QUESTIONS ON THE MATERIAL
1: Return the passage of the election article that runs from "The primaries were" to "aspect of democracy.", copied word for word.
2: According to the election article, how did an overwhelming majority of Kansas voters decide on the abortion ballot initiative?

EXERCISE PASSAGE
* * *
In Massachusetts, Attorney General Maura Healey (D-MA), the first openly gay Attorney General, ran for governor, receiving over 500,000 more votes than her competitor, Congresswoman Sonia Chang Diaz (D-MA). This massive win for Healey encapsulated over 85% of the vote.
Biggest losers: Conservative Extremism
One of the most talked about candidates was North Carolina’s Madison Cawthorne (R), a self-proclaimed traditionalist running for re-election to the House of Representatives. From being ridiculed on social media to news reports on his inappropriate behavior, the offensive conduct of the youngest member of Congress alienated North Carolinian voters and key, more moderate leaders of the G.O.P. establishment, including House Minority Leader Kevin McCarthy.
Despite Trump’s backing, Cawthorne could not outrun his controversies. From tweets stating “There’s only one God and two genders” to his virulent views on hypermasculinity, illegal gun carrying, sexual assault allegations, and revealing photos, Cawthorne lost respectability and credibility in the eyes of NC voters throughout his re-election bid. Although he lost marginally, his reputation was potentially the biggest loser of this election.
Not all losses came in the form of elections this primary. Kansas voters had a controversial choice about an abortion ballot initiative. An overwhelming majority voted to reject the initiative, which would have “opened the door to allowing lawmakers to significantly restrict abortion rights in the state.” This conservative loss can also be considered a win in the eyes of the Kansas voters who feared what impact the initiative could have had on their rights.
What races should voters look out for?
Although not endorsed directly, Bob Burns (R-NH) is a Pro-Trump candidate running in New Hampshire’s 2nd Congressional District. In this general election, he will run against Democratic Representative Annie Kuster (D-NH), a five-term incumbent. As can be observed by multiple primary elections this season, Trump affiliation appears to be a strong indicator of success, so voters are very interested to see how Burns will do against such an experienced member of Congress.
As mentioned before, Maura Healy won over 85% of the Democratic vote. Her Republican counterpart only received 149,000 votes in comparison to her 642,000. However, the race between Healy and Geoff Diehl (R-MA) is one to monitor as its results seem apparent at first glance but might be unpredictable as Massachusetts begins to “purple” and turn away from the “true-blue” Democratic establishment.
Speaking of purple, the state of Arizona is an example of a state that has been tightrope walking on the partisan line for decades. Unsurprisingly, Republican Kari Lake’s competitor for Governor received comparable votes: Lake’s 398,860 is not too far off from Secretary of State Katie Hobbs’ (D-AZ) 431,059. Given that the partisan split in the 2020 election was 0.3%, this election's outcome is a toss-up.
The primaries were incredibly unpredictable, but they help provide evidence for changing trends the government might be experiencing in coming years, both state and national. The general election may have similar outcomes depending on the number of voters who turn out this fall, given the extreme lack of participation in this primary. Ultimately, it's in the hands of those who take the time to participate in this fundamental aspect of democracy.
* * *
Saved entries:
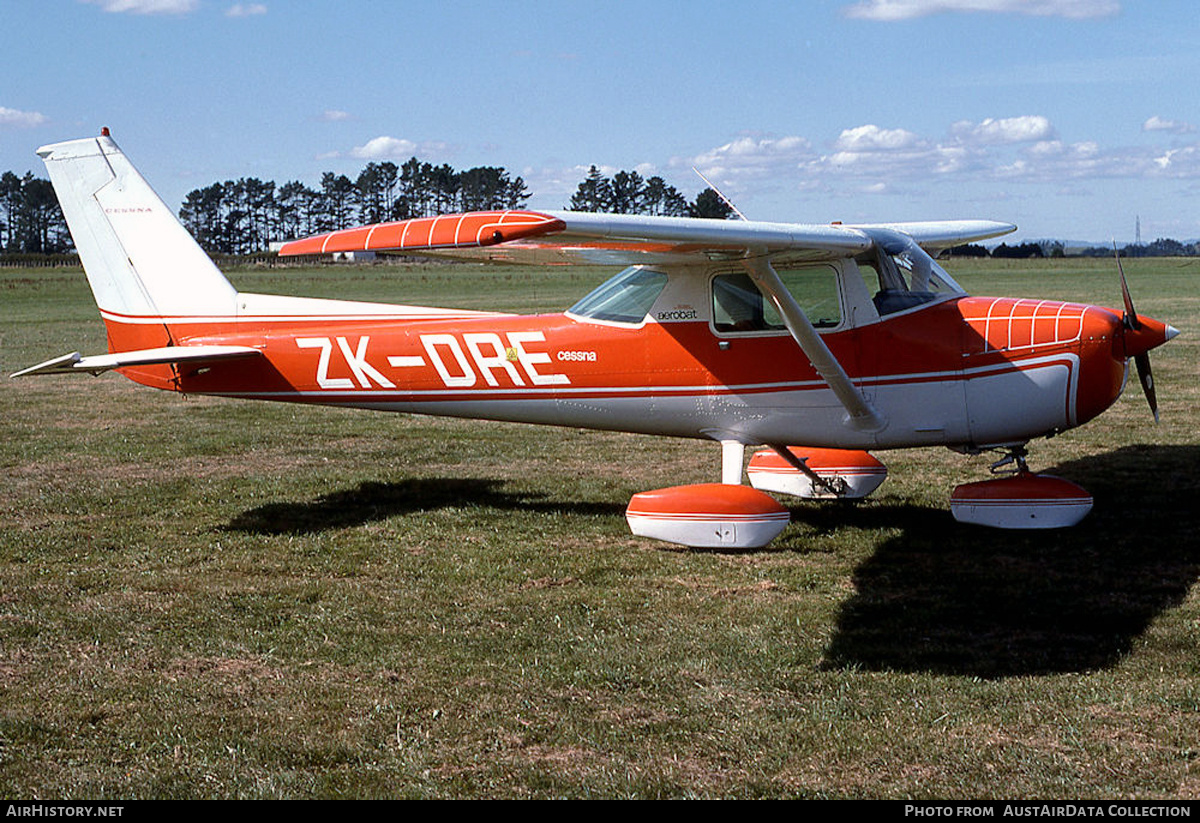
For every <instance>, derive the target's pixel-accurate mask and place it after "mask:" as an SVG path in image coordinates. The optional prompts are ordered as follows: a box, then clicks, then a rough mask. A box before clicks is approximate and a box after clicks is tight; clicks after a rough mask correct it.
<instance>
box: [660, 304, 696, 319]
mask: <svg viewBox="0 0 1200 823" xmlns="http://www.w3.org/2000/svg"><path fill="white" fill-rule="evenodd" d="M698 317H700V314H697V312H696V310H695V308H694V307H692V306H688V305H679V306H676V307H674V308H672V310H670V311H666V312H655V313H654V319H655V320H659V322H660V323H661V322H662V320H668V322H670V320H695V319H697V318H698Z"/></svg>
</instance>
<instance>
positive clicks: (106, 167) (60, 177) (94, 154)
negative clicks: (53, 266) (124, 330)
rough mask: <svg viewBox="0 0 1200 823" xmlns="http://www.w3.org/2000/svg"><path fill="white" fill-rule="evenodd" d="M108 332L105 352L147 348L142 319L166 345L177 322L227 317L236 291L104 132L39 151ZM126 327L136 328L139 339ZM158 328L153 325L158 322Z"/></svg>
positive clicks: (92, 293)
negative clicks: (58, 197)
mask: <svg viewBox="0 0 1200 823" xmlns="http://www.w3.org/2000/svg"><path fill="white" fill-rule="evenodd" d="M37 154H38V155H41V157H42V160H43V161H44V162H46V169H47V172H48V173H49V175H50V182H52V184H54V191H55V193H56V194H58V197H59V204H60V205H61V206H62V215H64V216H65V217H66V221H67V227H68V228H70V229H71V236H72V238H73V239H74V244H76V247H77V248H78V251H79V259H80V260H82V262H83V266H84V270H85V271H86V274H88V283H89V284H90V286H91V292H92V295H94V296H95V298H96V305H97V306H98V307H100V311H101V313H102V314H103V317H104V320H106V324H107V325H108V330H109V350H112V352H122V350H127V349H130V348H140V347H144V346H146V344H148V340H146V337H148V335H146V334H145V332H146V331H149V330H148V329H146V320H150V322H151V323H152V324H154V323H155V322H158V323H161V326H160V332H161V334H162V335H164V336H166V340H164V341H161V342H157V343H151V344H158V346H164V344H169V343H170V340H169V338H170V334H169V324H170V319H172V318H176V317H200V316H203V317H228V316H233V314H235V313H236V308H238V292H236V290H235V289H234V288H233V286H232V284H230V283H229V281H227V280H226V278H224V276H223V275H222V274H221V271H220V270H218V269H217V268H216V266H215V265H214V264H212V260H210V259H209V257H208V254H205V253H204V250H202V248H200V247H199V246H198V245H197V244H196V241H194V240H193V239H192V236H191V235H190V234H188V233H187V229H185V228H184V227H182V224H180V222H179V221H178V220H176V218H175V215H174V214H173V212H172V210H170V209H169V208H167V205H166V204H164V203H163V202H162V199H161V198H160V197H158V196H157V194H156V193H155V192H154V190H152V188H150V185H149V184H148V182H146V181H145V180H144V179H143V178H142V175H140V174H138V170H137V169H136V168H133V164H132V163H130V161H128V160H127V158H126V157H125V154H124V152H121V150H120V149H119V148H118V146H116V143H115V142H114V140H113V138H110V137H109V136H108V130H104V132H102V133H101V136H100V137H97V138H85V139H82V140H70V142H67V143H55V144H54V145H47V146H42V148H41V149H38V150H37ZM131 324H133V325H140V326H142V330H140V334H124V332H122V331H121V330H122V329H126V330H128V331H130V332H132V329H131ZM156 325H157V324H156Z"/></svg>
* * *
COMPLETED EXERCISE
1:
The primaries were incredibly unpredictable, but they help provide evidence for changing trends the government might be experiencing in coming years, both state and national. The general election may have similar outcomes depending on the number of voters who turn out this fall, given the extreme lack of participation in this primary. Ultimately, it's in the hands of those who take the time to participate in this fundamental aspect of democracy.

2: They voted to reject it.